Kannst du die Zeilen der Einträge von der Zeile mit „Is there any distant shoreline“ bis zum Ende der Einträge, beide Enden eingeschlossen, als Markdown-Tabelle mit den Spalten „Nr“ und „Inhalt“ wiedergeben und dabei Leerzeilen auslassen?

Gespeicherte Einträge
──────────
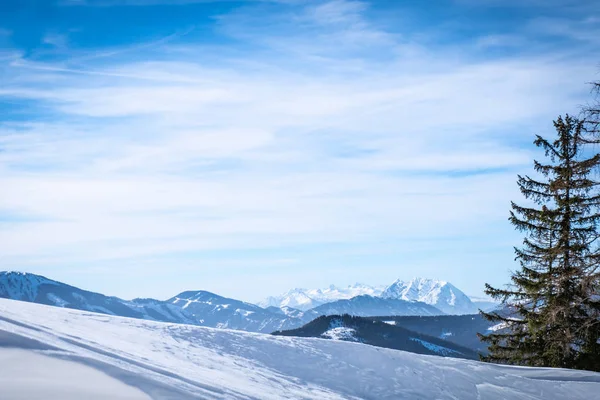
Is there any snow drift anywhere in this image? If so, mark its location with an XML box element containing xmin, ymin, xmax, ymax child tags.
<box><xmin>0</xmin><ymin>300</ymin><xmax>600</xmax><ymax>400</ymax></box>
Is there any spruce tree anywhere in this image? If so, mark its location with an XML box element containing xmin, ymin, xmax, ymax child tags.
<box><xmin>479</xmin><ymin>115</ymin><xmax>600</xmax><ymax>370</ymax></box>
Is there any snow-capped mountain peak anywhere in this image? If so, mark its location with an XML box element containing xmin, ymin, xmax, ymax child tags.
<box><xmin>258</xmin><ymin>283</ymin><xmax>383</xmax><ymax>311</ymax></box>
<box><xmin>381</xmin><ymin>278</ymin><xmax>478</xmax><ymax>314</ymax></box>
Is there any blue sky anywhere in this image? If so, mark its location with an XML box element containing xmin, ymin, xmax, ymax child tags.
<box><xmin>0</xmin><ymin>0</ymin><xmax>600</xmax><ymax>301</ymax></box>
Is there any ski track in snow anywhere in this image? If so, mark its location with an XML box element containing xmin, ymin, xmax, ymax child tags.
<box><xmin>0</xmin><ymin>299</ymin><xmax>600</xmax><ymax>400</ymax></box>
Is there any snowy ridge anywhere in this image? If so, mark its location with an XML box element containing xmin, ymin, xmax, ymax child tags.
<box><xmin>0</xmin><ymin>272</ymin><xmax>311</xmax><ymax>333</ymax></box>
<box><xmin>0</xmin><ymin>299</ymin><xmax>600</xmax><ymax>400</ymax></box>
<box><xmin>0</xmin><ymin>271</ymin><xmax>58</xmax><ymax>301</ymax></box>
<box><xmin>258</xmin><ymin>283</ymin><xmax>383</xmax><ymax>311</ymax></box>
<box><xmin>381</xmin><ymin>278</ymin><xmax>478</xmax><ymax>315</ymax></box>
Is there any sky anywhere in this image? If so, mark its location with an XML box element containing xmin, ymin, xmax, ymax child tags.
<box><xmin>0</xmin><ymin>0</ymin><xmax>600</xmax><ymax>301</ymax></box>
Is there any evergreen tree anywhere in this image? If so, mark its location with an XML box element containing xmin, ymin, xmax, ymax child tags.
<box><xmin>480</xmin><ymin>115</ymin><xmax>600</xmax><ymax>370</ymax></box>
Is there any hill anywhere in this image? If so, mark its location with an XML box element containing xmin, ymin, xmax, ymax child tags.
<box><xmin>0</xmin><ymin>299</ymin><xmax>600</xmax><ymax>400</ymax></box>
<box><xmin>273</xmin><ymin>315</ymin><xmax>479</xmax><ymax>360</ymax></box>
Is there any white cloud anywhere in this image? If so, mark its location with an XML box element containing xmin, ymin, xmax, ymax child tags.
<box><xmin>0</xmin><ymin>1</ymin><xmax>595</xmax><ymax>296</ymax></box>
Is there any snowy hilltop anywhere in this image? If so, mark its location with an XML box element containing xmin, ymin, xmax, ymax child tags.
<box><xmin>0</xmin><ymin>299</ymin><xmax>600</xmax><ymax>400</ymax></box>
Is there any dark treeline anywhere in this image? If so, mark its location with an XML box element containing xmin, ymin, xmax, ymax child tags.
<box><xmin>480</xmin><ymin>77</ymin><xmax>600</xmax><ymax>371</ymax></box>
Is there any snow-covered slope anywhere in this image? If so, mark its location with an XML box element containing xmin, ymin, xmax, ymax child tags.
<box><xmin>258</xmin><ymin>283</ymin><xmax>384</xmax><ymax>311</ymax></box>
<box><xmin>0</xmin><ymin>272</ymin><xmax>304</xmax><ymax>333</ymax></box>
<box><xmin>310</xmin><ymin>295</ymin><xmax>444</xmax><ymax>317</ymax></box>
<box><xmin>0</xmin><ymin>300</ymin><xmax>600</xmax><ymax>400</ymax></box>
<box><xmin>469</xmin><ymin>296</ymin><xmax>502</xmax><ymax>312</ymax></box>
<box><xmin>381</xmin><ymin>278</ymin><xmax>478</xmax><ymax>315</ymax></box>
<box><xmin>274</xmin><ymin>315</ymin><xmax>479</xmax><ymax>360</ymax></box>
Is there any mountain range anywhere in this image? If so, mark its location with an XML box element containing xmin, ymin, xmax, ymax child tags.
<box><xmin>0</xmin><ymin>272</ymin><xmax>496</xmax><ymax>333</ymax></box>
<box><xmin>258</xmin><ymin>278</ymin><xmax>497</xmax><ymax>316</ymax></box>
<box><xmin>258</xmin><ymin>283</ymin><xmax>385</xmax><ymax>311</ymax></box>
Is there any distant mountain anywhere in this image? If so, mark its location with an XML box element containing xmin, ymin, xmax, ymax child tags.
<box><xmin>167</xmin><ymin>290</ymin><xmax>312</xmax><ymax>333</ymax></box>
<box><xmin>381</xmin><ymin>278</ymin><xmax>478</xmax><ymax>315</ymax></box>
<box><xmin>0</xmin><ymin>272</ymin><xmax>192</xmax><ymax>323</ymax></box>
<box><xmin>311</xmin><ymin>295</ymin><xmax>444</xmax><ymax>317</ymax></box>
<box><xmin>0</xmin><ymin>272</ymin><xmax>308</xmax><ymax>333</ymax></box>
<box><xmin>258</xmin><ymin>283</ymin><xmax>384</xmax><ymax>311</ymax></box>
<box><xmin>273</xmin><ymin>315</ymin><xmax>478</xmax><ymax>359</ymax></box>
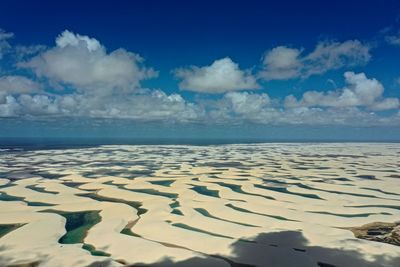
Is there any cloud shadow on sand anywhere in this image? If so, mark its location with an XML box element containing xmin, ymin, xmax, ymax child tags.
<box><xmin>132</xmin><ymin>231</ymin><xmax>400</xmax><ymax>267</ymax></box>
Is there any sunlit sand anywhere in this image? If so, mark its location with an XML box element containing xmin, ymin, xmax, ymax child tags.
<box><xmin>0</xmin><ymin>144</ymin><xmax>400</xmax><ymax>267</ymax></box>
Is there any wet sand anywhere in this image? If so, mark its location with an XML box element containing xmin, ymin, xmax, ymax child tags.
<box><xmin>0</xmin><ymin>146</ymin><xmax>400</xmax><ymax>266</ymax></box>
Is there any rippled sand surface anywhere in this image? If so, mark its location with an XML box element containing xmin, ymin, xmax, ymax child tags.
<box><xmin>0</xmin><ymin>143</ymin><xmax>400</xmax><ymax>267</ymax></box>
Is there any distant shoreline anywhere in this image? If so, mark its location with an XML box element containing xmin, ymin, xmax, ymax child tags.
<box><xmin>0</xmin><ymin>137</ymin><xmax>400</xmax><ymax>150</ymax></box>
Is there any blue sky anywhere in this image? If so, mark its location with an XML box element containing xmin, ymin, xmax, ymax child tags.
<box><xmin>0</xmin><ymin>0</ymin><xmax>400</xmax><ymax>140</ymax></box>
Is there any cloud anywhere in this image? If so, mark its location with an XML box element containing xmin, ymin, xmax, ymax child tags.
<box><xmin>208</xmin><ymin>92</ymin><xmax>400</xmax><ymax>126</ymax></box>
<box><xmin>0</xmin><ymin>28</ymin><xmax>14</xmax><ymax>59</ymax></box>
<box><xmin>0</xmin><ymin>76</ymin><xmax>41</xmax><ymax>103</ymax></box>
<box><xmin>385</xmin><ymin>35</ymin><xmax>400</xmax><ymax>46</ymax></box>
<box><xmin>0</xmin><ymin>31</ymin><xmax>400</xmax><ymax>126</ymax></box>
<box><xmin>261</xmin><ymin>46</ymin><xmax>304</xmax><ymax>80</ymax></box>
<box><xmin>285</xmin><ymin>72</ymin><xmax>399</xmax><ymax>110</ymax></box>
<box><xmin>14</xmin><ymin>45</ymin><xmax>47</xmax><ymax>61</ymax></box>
──────────
### Antwort zur Aufgabe
| Nr | Inhalt |
|---|---|
| 1 | Is there any distant shoreline anywhere in this image? If so, mark its location with an XML box element containing xmin, ymin, xmax, ymax child tags. |
| 2 | <box><xmin>0</xmin><ymin>137</ymin><xmax>400</xmax><ymax>150</ymax></box> |
| 3 | Is there any blue sky anywhere in this image? If so, mark its location with an XML box element containing xmin, ymin, xmax, ymax child tags. |
| 4 | <box><xmin>0</xmin><ymin>0</ymin><xmax>400</xmax><ymax>140</ymax></box> |
| 5 | Is there any cloud anywhere in this image? If so, mark its location with an XML box element containing xmin, ymin, xmax, ymax child tags. |
| 6 | <box><xmin>208</xmin><ymin>92</ymin><xmax>400</xmax><ymax>126</ymax></box> |
| 7 | <box><xmin>0</xmin><ymin>28</ymin><xmax>14</xmax><ymax>59</ymax></box> |
| 8 | <box><xmin>0</xmin><ymin>76</ymin><xmax>41</xmax><ymax>103</ymax></box> |
| 9 | <box><xmin>385</xmin><ymin>35</ymin><xmax>400</xmax><ymax>46</ymax></box> |
| 10 | <box><xmin>0</xmin><ymin>31</ymin><xmax>400</xmax><ymax>126</ymax></box> |
| 11 | <box><xmin>261</xmin><ymin>46</ymin><xmax>304</xmax><ymax>80</ymax></box> |
| 12 | <box><xmin>285</xmin><ymin>72</ymin><xmax>399</xmax><ymax>110</ymax></box> |
| 13 | <box><xmin>14</xmin><ymin>45</ymin><xmax>47</xmax><ymax>61</ymax></box> |